*** Opening Data shown ***

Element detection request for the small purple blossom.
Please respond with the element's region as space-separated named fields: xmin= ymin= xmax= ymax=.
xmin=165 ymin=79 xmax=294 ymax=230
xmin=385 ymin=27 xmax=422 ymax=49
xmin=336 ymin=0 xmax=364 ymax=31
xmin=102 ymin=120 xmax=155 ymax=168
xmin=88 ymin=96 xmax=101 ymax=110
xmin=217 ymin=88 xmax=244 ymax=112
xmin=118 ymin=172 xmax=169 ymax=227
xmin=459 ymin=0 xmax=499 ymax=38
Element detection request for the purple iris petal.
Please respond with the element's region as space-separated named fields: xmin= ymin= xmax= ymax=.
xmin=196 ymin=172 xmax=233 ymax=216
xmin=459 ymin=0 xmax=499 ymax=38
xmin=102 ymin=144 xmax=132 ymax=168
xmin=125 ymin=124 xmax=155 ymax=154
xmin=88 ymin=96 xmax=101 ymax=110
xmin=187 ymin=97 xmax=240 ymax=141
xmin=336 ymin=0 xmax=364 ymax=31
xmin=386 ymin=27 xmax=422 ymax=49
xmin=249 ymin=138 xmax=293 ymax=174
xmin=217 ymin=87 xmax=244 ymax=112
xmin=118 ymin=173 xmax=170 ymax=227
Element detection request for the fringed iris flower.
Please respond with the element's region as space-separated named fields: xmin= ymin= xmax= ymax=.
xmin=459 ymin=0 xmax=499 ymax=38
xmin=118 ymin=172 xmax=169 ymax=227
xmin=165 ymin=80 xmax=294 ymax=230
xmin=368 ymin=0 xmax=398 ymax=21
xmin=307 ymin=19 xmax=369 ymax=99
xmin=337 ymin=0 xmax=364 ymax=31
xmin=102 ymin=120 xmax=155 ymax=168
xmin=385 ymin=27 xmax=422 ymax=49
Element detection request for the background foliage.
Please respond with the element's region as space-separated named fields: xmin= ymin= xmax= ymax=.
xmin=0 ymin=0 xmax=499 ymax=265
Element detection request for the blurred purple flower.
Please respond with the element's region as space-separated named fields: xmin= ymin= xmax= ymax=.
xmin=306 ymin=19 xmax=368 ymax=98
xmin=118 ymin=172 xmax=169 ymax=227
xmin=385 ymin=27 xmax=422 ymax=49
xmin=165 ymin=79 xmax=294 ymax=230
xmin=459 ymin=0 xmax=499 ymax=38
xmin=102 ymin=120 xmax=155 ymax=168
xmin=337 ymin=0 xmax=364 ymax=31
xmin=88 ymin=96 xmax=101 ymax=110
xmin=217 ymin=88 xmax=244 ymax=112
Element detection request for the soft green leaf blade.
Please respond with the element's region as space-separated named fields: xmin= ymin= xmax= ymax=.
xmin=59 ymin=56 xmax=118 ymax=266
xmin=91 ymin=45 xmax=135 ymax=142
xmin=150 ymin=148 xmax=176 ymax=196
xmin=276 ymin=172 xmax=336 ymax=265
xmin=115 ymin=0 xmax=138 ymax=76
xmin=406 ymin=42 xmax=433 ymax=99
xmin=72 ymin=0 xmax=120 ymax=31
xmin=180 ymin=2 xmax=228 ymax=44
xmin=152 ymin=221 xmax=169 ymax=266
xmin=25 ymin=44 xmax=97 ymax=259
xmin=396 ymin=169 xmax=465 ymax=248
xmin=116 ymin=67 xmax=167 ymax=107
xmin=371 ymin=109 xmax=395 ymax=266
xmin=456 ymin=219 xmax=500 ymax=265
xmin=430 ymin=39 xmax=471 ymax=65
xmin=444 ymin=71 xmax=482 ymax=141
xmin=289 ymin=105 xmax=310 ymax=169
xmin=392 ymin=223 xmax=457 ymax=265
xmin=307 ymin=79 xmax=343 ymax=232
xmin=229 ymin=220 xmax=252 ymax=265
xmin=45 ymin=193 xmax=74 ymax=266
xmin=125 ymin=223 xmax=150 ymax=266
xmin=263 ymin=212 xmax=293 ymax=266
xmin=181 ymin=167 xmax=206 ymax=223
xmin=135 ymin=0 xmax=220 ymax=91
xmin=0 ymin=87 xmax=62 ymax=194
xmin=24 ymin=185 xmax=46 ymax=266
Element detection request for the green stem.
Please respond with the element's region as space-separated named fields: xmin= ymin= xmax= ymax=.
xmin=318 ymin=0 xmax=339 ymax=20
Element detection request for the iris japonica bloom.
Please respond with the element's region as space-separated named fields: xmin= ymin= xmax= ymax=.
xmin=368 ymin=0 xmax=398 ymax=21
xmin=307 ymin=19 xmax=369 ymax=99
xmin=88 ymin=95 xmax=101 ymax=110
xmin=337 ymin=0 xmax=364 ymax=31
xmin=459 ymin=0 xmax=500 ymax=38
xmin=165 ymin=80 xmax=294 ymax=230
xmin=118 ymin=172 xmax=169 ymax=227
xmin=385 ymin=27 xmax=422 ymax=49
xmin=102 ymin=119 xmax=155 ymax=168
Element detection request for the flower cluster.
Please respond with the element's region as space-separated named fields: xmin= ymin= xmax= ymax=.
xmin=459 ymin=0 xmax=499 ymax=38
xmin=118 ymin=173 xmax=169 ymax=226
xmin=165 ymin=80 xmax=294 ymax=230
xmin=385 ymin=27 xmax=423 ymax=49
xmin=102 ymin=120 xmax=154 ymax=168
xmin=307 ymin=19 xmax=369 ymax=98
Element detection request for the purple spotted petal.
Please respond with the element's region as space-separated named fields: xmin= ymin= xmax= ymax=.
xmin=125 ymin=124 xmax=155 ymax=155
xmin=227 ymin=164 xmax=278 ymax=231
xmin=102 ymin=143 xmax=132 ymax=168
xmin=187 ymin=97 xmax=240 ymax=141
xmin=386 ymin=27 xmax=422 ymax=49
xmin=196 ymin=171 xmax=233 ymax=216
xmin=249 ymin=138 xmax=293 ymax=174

*** Closing Data shown ***

[Your assignment]
Write the records out again so that each one matches the original exactly.

[Exercise solution]
Element detection request for the small purple blossom.
Please respond with the element's region as space-separated named fields: xmin= ymin= xmax= ymax=.
xmin=165 ymin=79 xmax=294 ymax=230
xmin=385 ymin=27 xmax=422 ymax=49
xmin=336 ymin=0 xmax=364 ymax=31
xmin=102 ymin=120 xmax=155 ymax=168
xmin=88 ymin=96 xmax=101 ymax=110
xmin=217 ymin=88 xmax=244 ymax=112
xmin=118 ymin=172 xmax=169 ymax=227
xmin=459 ymin=0 xmax=499 ymax=38
Element detection request for the purple iris petal.
Please respond with the element's region as space-separated named fields: xmin= ymin= xmax= ymax=.
xmin=196 ymin=172 xmax=233 ymax=216
xmin=459 ymin=0 xmax=499 ymax=38
xmin=102 ymin=144 xmax=132 ymax=168
xmin=125 ymin=124 xmax=155 ymax=154
xmin=88 ymin=96 xmax=101 ymax=110
xmin=187 ymin=97 xmax=240 ymax=141
xmin=336 ymin=0 xmax=364 ymax=31
xmin=386 ymin=27 xmax=422 ymax=49
xmin=249 ymin=138 xmax=293 ymax=174
xmin=217 ymin=87 xmax=244 ymax=112
xmin=118 ymin=173 xmax=170 ymax=227
Element detection request for the fringed iris flower.
Please respond with the element's region as space-separated named fields: xmin= ymin= xmax= ymax=.
xmin=459 ymin=0 xmax=499 ymax=38
xmin=118 ymin=172 xmax=169 ymax=227
xmin=165 ymin=80 xmax=294 ymax=230
xmin=368 ymin=0 xmax=398 ymax=21
xmin=307 ymin=19 xmax=369 ymax=99
xmin=337 ymin=0 xmax=364 ymax=31
xmin=102 ymin=120 xmax=155 ymax=168
xmin=385 ymin=27 xmax=422 ymax=49
Element detection request for the background foliage.
Please respond with the element's region as space-separated named fields: xmin= ymin= xmax= ymax=.
xmin=0 ymin=0 xmax=499 ymax=265
Element detection request for the blurred purple flower.
Please respond with the element's region as space-separated named fields: xmin= ymin= xmax= ymax=.
xmin=306 ymin=19 xmax=368 ymax=98
xmin=118 ymin=172 xmax=169 ymax=227
xmin=385 ymin=27 xmax=422 ymax=49
xmin=165 ymin=79 xmax=294 ymax=230
xmin=459 ymin=0 xmax=499 ymax=38
xmin=102 ymin=120 xmax=155 ymax=168
xmin=337 ymin=0 xmax=364 ymax=31
xmin=88 ymin=96 xmax=101 ymax=110
xmin=217 ymin=88 xmax=244 ymax=112
Element detection request for the soft green leaf blade.
Please respond with the element's region as space-separated named fields: xmin= ymin= xmax= ymax=.
xmin=59 ymin=56 xmax=118 ymax=266
xmin=91 ymin=45 xmax=135 ymax=142
xmin=150 ymin=148 xmax=176 ymax=196
xmin=276 ymin=172 xmax=336 ymax=265
xmin=115 ymin=0 xmax=138 ymax=76
xmin=406 ymin=42 xmax=433 ymax=99
xmin=72 ymin=0 xmax=120 ymax=31
xmin=180 ymin=2 xmax=228 ymax=44
xmin=152 ymin=221 xmax=169 ymax=266
xmin=25 ymin=44 xmax=97 ymax=259
xmin=396 ymin=169 xmax=465 ymax=248
xmin=116 ymin=67 xmax=167 ymax=107
xmin=371 ymin=109 xmax=395 ymax=266
xmin=456 ymin=219 xmax=500 ymax=265
xmin=430 ymin=39 xmax=471 ymax=65
xmin=444 ymin=71 xmax=482 ymax=141
xmin=289 ymin=105 xmax=310 ymax=169
xmin=392 ymin=223 xmax=457 ymax=265
xmin=307 ymin=79 xmax=343 ymax=232
xmin=229 ymin=220 xmax=252 ymax=265
xmin=45 ymin=193 xmax=74 ymax=266
xmin=125 ymin=223 xmax=150 ymax=266
xmin=263 ymin=212 xmax=293 ymax=266
xmin=181 ymin=167 xmax=206 ymax=223
xmin=135 ymin=0 xmax=220 ymax=91
xmin=0 ymin=87 xmax=62 ymax=194
xmin=24 ymin=185 xmax=46 ymax=266
Element detection request for the green stem.
Please respond with the element's region as space-separated named fields: xmin= ymin= xmax= ymax=.
xmin=318 ymin=0 xmax=339 ymax=20
Element detection request for the iris japonica bloom.
Please respond with the element's region as space-separated named fields: xmin= ymin= xmax= ymax=.
xmin=368 ymin=0 xmax=398 ymax=21
xmin=307 ymin=19 xmax=369 ymax=99
xmin=88 ymin=95 xmax=101 ymax=110
xmin=337 ymin=0 xmax=364 ymax=31
xmin=459 ymin=0 xmax=500 ymax=38
xmin=165 ymin=80 xmax=294 ymax=230
xmin=118 ymin=172 xmax=169 ymax=227
xmin=385 ymin=27 xmax=422 ymax=49
xmin=102 ymin=119 xmax=155 ymax=168
Element detection request for the flower cluster.
Please respond with the element's region as space-separated named fields: xmin= ymin= xmax= ymax=.
xmin=459 ymin=0 xmax=499 ymax=38
xmin=118 ymin=173 xmax=169 ymax=226
xmin=165 ymin=80 xmax=294 ymax=230
xmin=385 ymin=27 xmax=423 ymax=49
xmin=102 ymin=120 xmax=154 ymax=168
xmin=307 ymin=19 xmax=369 ymax=98
Element detection request for the purple spotted petal.
Please respond with the element's region as space-separated named fields: xmin= ymin= xmax= ymax=.
xmin=125 ymin=124 xmax=155 ymax=155
xmin=227 ymin=164 xmax=278 ymax=231
xmin=102 ymin=143 xmax=132 ymax=168
xmin=187 ymin=97 xmax=240 ymax=141
xmin=386 ymin=27 xmax=422 ymax=49
xmin=196 ymin=171 xmax=233 ymax=216
xmin=249 ymin=138 xmax=293 ymax=174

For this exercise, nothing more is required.